- Exercise
Count the lines of the listing below that contain the string "reflection". Reply with the number alone.
-- START Dataset excerpts --
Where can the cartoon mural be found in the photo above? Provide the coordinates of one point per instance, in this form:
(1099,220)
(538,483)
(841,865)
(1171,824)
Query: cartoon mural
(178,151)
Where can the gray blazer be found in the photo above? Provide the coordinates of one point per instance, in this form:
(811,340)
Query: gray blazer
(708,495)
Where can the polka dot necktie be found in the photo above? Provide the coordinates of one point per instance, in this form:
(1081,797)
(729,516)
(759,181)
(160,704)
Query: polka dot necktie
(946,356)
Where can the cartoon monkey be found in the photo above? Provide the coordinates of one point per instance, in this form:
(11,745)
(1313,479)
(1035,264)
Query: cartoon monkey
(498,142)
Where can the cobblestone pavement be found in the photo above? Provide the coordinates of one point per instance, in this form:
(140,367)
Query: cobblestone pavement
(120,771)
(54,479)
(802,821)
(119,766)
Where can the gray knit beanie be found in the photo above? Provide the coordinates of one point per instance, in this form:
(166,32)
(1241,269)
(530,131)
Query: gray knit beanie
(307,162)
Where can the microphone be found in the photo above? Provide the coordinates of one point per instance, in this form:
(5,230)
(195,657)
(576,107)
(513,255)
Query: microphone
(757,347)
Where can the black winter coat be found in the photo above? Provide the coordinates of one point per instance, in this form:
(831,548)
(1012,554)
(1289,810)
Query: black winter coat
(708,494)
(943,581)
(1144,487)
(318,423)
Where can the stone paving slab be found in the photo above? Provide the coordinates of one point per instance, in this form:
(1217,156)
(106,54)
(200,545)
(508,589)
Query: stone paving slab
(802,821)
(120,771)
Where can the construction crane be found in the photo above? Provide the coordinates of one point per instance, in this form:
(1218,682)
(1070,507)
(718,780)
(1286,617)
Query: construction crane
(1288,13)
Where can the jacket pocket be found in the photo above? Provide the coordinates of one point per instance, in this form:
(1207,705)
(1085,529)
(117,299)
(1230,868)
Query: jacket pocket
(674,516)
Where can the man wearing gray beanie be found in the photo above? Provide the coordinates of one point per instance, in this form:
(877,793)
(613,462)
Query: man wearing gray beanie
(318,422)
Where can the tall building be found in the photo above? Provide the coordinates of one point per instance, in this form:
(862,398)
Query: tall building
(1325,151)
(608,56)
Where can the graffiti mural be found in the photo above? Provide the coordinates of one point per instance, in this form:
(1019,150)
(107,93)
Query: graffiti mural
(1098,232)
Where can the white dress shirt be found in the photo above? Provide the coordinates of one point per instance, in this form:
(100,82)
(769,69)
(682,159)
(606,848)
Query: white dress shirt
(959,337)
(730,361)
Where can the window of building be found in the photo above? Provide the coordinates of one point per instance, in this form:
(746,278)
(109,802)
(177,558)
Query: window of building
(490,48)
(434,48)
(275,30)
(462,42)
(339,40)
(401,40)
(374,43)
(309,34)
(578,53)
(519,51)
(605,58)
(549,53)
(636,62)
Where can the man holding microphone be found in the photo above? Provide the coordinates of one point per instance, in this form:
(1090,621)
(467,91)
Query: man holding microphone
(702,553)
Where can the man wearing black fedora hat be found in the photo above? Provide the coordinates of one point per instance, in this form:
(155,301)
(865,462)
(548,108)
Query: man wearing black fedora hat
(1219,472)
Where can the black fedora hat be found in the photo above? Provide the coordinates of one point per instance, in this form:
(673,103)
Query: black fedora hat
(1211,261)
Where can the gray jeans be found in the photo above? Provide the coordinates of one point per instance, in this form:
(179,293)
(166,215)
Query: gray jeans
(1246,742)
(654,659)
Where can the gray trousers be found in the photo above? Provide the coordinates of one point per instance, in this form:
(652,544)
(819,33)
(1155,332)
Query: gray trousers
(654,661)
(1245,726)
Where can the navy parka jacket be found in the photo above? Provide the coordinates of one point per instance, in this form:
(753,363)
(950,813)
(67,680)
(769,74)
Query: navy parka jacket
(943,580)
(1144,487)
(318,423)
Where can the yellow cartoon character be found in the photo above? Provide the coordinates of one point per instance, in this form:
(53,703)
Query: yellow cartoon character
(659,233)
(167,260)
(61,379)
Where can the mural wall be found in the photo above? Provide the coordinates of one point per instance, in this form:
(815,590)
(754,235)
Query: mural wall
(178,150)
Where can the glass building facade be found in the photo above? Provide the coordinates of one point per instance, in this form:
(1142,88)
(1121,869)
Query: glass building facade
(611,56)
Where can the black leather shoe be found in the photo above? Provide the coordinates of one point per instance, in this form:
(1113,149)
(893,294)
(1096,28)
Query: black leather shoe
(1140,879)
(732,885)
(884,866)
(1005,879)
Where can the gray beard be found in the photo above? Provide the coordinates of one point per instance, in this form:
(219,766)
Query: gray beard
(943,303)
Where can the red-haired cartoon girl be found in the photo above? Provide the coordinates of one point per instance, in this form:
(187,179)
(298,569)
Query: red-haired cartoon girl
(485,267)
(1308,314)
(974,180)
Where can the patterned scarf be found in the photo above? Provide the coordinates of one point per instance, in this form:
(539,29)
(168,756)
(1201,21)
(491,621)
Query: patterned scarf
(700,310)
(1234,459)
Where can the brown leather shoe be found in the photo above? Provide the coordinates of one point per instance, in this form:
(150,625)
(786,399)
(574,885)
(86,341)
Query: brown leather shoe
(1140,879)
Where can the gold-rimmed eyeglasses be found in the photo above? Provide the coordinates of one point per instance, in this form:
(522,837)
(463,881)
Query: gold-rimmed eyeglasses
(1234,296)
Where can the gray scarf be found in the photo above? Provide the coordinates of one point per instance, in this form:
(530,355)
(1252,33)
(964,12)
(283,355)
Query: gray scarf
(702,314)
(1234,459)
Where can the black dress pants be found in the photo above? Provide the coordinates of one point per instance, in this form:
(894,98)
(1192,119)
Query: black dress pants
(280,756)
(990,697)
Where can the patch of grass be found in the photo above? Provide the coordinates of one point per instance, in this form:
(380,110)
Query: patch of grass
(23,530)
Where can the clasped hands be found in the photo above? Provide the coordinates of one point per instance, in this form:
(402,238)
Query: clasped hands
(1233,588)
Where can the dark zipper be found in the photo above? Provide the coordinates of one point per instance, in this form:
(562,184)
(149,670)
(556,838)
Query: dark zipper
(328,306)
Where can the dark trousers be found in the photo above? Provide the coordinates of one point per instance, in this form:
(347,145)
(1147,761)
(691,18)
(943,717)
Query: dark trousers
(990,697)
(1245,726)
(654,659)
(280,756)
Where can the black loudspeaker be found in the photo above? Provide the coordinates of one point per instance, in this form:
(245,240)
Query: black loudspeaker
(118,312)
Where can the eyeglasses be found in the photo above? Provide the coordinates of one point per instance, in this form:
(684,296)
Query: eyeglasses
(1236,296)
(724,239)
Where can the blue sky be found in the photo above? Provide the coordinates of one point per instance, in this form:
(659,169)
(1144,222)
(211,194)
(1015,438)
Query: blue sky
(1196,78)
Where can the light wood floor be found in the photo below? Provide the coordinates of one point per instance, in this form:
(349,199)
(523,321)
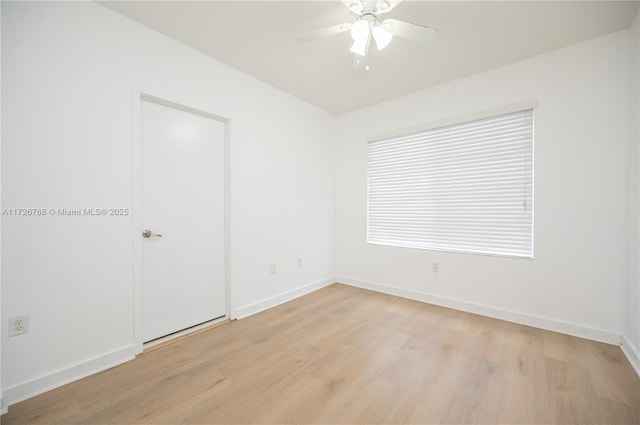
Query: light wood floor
(346,355)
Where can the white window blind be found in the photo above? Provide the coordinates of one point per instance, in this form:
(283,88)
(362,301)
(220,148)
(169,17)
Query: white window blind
(465,187)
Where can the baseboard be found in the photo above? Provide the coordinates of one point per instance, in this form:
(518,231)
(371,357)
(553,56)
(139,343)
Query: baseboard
(573,329)
(25,390)
(270,302)
(632,353)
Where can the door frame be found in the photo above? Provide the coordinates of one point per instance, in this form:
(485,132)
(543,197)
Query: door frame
(161,98)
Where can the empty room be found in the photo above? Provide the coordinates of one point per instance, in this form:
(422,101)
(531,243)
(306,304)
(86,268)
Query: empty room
(320,212)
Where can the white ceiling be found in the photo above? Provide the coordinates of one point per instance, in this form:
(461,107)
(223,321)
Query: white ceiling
(257,38)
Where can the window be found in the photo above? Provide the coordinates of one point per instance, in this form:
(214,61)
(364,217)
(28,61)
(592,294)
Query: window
(464,188)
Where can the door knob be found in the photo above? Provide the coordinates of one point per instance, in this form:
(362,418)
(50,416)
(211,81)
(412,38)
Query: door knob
(148,234)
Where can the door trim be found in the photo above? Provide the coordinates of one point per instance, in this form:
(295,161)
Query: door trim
(160,98)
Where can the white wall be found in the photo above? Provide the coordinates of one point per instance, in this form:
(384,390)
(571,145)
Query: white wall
(576,283)
(68,72)
(631,343)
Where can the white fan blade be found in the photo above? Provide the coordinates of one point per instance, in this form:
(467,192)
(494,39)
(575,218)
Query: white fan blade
(384,6)
(322,33)
(359,62)
(354,6)
(411,31)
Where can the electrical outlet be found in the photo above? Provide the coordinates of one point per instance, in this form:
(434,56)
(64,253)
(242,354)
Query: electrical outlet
(18,325)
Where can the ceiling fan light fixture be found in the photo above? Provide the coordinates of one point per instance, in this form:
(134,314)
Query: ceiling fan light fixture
(382,36)
(360,31)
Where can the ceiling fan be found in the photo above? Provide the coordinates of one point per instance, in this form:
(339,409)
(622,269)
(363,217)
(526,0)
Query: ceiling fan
(367,25)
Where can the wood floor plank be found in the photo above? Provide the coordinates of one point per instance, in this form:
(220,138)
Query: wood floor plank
(344,355)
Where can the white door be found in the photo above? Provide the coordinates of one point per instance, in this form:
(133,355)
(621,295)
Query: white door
(182,206)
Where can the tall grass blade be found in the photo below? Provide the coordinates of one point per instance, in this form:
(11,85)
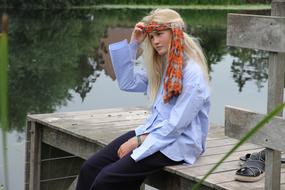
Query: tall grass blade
(4,94)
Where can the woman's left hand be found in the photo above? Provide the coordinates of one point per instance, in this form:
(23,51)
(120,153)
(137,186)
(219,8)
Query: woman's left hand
(127,147)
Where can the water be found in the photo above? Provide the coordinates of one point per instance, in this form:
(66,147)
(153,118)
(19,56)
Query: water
(58,63)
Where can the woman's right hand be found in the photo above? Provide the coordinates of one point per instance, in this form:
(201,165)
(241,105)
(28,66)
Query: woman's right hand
(138,34)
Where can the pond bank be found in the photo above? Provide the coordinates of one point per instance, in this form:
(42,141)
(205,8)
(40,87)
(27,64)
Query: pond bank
(193,7)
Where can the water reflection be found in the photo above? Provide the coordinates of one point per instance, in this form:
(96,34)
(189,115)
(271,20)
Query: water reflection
(249,65)
(56,52)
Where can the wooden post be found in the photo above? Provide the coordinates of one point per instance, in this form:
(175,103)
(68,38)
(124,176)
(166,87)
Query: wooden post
(275,97)
(35,157)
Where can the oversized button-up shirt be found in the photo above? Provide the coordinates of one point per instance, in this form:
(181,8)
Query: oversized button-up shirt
(179,128)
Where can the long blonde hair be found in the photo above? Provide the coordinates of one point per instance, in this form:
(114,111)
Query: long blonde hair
(153,60)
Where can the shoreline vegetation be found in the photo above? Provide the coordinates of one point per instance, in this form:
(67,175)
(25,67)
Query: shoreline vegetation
(193,7)
(178,7)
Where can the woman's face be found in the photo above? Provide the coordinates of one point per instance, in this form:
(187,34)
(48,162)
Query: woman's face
(160,41)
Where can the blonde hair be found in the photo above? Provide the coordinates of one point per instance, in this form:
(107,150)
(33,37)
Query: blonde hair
(153,59)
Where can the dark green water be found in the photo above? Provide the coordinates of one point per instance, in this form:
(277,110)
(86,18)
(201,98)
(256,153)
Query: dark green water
(58,61)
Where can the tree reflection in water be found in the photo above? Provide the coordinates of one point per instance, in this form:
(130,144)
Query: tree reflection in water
(54,53)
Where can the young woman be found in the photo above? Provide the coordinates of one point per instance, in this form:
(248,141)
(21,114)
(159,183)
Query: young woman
(176,82)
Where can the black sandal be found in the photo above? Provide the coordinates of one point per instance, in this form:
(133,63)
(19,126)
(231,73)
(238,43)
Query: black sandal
(253,168)
(247,156)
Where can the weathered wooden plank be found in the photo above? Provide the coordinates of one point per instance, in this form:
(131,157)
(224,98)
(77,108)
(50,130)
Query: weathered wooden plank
(60,167)
(57,184)
(27,155)
(240,121)
(256,32)
(73,145)
(35,157)
(275,97)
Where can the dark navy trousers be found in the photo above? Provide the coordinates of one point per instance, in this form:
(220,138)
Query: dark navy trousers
(106,171)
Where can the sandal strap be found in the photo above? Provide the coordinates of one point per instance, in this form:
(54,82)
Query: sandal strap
(254,164)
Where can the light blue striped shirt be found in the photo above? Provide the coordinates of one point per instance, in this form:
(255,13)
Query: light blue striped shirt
(179,128)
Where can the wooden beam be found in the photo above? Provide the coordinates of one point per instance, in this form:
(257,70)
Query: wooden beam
(239,121)
(69,143)
(35,157)
(256,32)
(274,98)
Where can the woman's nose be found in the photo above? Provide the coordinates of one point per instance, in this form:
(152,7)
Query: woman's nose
(155,39)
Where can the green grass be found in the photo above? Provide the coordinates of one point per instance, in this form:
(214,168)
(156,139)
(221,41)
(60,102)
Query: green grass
(247,136)
(193,7)
(4,79)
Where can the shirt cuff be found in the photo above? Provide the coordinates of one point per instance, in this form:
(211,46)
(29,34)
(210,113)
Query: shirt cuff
(118,45)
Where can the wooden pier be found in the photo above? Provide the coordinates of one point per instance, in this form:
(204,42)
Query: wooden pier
(58,143)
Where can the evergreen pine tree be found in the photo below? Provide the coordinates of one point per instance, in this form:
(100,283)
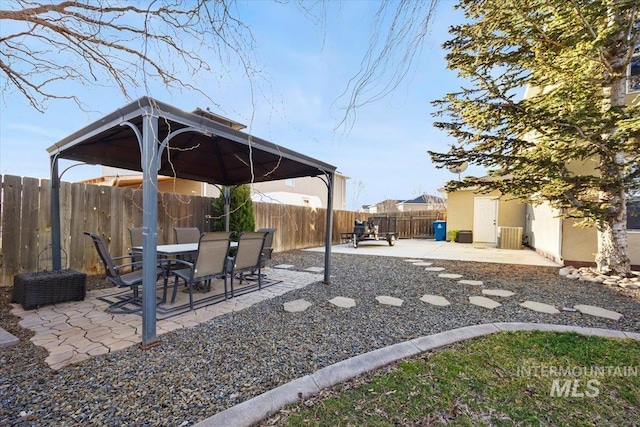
-- END Dataset excerpts --
- Response for this exercise
4